Work instruction>
Transcribe every entry word for word, but drop the pictures.

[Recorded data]
>>

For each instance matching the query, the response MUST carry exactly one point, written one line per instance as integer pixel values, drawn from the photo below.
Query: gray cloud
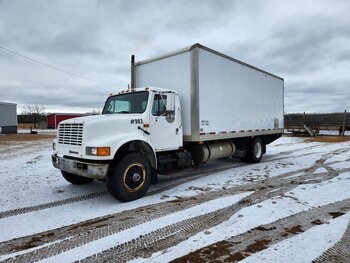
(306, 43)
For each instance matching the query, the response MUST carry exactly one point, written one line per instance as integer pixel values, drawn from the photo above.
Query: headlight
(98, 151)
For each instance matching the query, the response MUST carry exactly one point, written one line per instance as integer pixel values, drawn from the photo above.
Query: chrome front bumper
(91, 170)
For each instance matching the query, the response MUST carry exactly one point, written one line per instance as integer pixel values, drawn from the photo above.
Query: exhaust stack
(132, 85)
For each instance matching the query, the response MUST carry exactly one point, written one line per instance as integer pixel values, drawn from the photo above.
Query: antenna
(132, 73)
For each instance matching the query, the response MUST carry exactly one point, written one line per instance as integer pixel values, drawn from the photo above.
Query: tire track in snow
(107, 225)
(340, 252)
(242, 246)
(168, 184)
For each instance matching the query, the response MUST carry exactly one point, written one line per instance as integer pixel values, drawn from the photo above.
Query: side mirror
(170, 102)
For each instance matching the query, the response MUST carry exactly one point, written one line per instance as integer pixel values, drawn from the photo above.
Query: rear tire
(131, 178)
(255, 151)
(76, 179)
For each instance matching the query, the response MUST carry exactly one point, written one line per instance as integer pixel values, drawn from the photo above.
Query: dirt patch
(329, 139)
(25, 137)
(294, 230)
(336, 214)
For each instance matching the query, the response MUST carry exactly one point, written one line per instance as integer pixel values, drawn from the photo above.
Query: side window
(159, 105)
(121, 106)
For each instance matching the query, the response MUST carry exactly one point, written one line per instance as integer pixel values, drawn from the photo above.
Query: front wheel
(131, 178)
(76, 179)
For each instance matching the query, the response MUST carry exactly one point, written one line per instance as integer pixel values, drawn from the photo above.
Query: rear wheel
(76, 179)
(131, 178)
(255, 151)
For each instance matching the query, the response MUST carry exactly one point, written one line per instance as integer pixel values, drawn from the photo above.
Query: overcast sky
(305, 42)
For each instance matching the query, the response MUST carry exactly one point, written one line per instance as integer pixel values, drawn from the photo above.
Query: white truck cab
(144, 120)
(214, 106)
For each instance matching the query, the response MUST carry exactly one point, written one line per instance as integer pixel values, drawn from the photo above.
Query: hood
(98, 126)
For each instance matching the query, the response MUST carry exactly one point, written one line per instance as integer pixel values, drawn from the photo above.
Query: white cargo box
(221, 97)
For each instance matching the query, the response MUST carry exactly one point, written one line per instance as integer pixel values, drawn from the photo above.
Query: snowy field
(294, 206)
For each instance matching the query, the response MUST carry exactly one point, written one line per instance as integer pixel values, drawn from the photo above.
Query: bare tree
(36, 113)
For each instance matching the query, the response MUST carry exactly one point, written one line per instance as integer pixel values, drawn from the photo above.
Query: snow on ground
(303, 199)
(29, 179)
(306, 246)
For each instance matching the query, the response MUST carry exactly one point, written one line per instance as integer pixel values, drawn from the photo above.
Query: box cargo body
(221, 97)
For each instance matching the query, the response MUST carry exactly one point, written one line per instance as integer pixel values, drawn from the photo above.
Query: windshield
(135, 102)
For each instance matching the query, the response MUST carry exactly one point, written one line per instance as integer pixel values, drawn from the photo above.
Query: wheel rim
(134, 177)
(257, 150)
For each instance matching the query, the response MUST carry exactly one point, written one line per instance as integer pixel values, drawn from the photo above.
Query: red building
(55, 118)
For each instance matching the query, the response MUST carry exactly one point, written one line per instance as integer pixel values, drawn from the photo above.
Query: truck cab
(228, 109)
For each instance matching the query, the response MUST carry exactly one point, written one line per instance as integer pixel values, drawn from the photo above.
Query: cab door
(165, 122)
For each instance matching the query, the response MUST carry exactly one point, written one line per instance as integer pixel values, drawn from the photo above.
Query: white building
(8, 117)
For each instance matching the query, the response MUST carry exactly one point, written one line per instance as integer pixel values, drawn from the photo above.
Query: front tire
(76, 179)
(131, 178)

<<

Exercise answer>
For each instance matching the query, the response MUST carry exactly one point, written one line per instance as integer pixel values, drawn from the photo below.
Query: gray cloud
(306, 43)
For each instance matching the query, the response MUST carry exactly one point, written one line per instance as integer pixel values, drawn from the photo above.
Query: headlight
(98, 151)
For each instance matching the query, the response MUST carry exactly one point, written one line per instance as integer pixel values, drawn from the photo above.
Query: chrome front bumper
(91, 170)
For each instance matching the query, the response MUST carry exactly one point, written one line per instance as integer pixel values, drawn from the photo above.
Query: exhaust stack
(132, 85)
For each instance matching the query, the response MUST carry exactly one point, written one line per instance as integer pixel values, drawn from the photo above.
Query: antenna
(132, 73)
For each instance matching the query, the response MUST carry exactly one point, written one line per instance as integer pixel values, drawn from the photo above.
Query: tire track in snow
(107, 225)
(340, 252)
(242, 246)
(168, 184)
For each instance matching the query, the response MUST carry exactly one point, written one line per instance as integer pixel values, drawn from the photo above.
Query: side mirror
(170, 102)
For each instance matching the query, the response MUST carry exactly one point, written one line per instance as integer pixel values, drawn from the photo above.
Query: rear tire
(131, 178)
(255, 151)
(76, 179)
For each instance matching the query, the response MUST carry exactly one point, written one line per instance as integer pixel values, drawn from the photo above.
Query: dirt patch
(329, 139)
(25, 137)
(294, 230)
(336, 214)
For each instance matching the query, the response MUST carry exactly one point, written one line per instance as integer pixel values, drawn from the photo above.
Query: side window
(159, 105)
(121, 106)
For each instance matching the query, the response MUST carry exactly one point, written one line per instance as integer pixel values, drawn from the photo above.
Query: front wheel
(131, 178)
(76, 179)
For each instance matching the query, the response MUST carry exactly one point, written one line per instance as integer pixel values, drawn from the photo above.
Query: rear wheel
(76, 179)
(131, 178)
(255, 151)
For each instance matching the query, the response MUST carry exactly one point, written one line per instance as integer pixel values, drawn from the photo above.
Query: overcast sky
(305, 42)
For each instance matching the query, the response MUST carry exactly one point, written one line per instance as integer pixel values, drawn from the photo above.
Query: white truck cab
(144, 120)
(214, 106)
For each instance matching the query, the response MUST carry exactly one point, written one line per instance as integer pixel values, drawn from the photo above.
Query: hood
(98, 126)
For each instance matching the query, the response MUST carry exactly one point, written one line per instance as integer pixel values, drawn from the photo above.
Query: white cargo box
(221, 97)
For each instance matching the query, the response MUST carry exactly one point, written one line per instance as integer pixel values, drawn from the photo above.
Query: snowy field
(294, 206)
For each instance matching the query, the response MUST carry exactly one point, written one line per instance as integer pixel values, drawn from the photo above.
Query: bare tree
(36, 113)
For each instance matching the query, the response MUST carry exactly one point, written one line per instance as integer pixel values, drawn from the photo above.
Query: snow on ground
(303, 199)
(29, 179)
(306, 246)
For each instance matching the query, the response MUST carry exactly one point, written one line per instance as integer pixel values, drawn from the photo above.
Query: box cargo body
(221, 97)
For each instance matching the query, the response MUST carry exactly one point, written one line per instance as integer pixel values, drawn from the photo above.
Query: windshield
(135, 102)
For each instance matching the query, the response MUST carry exactly one point, written one line per instance as integer pixel values, drawn from the photo above.
Query: wheel rim
(134, 177)
(257, 150)
For each instance matching the query, the response MUST carry exactly one point, written one line per instance as integer pixel values, drawn from the photo above.
Query: red building
(55, 118)
For each instance matching the query, the response MUST carry exactly one point, written one line per instance as integer pixel values, drawn from the photo above.
Query: truck cab
(228, 109)
For each instance matching the query, the response MUST carry exactly one point, written one line per instance as integer pixel values, drawn from the photo above.
Query: cab door
(165, 122)
For each instance matching the query, the response MUST carry exactly one point, written one line per instance as integer pixel values, drawn from the photo above.
Query: white building
(8, 117)
For each instance matching the query, the response MUST carry exactly one point, written one line per instance as integer pixel values, drawn from the photo above.
Query: front tire
(76, 179)
(131, 178)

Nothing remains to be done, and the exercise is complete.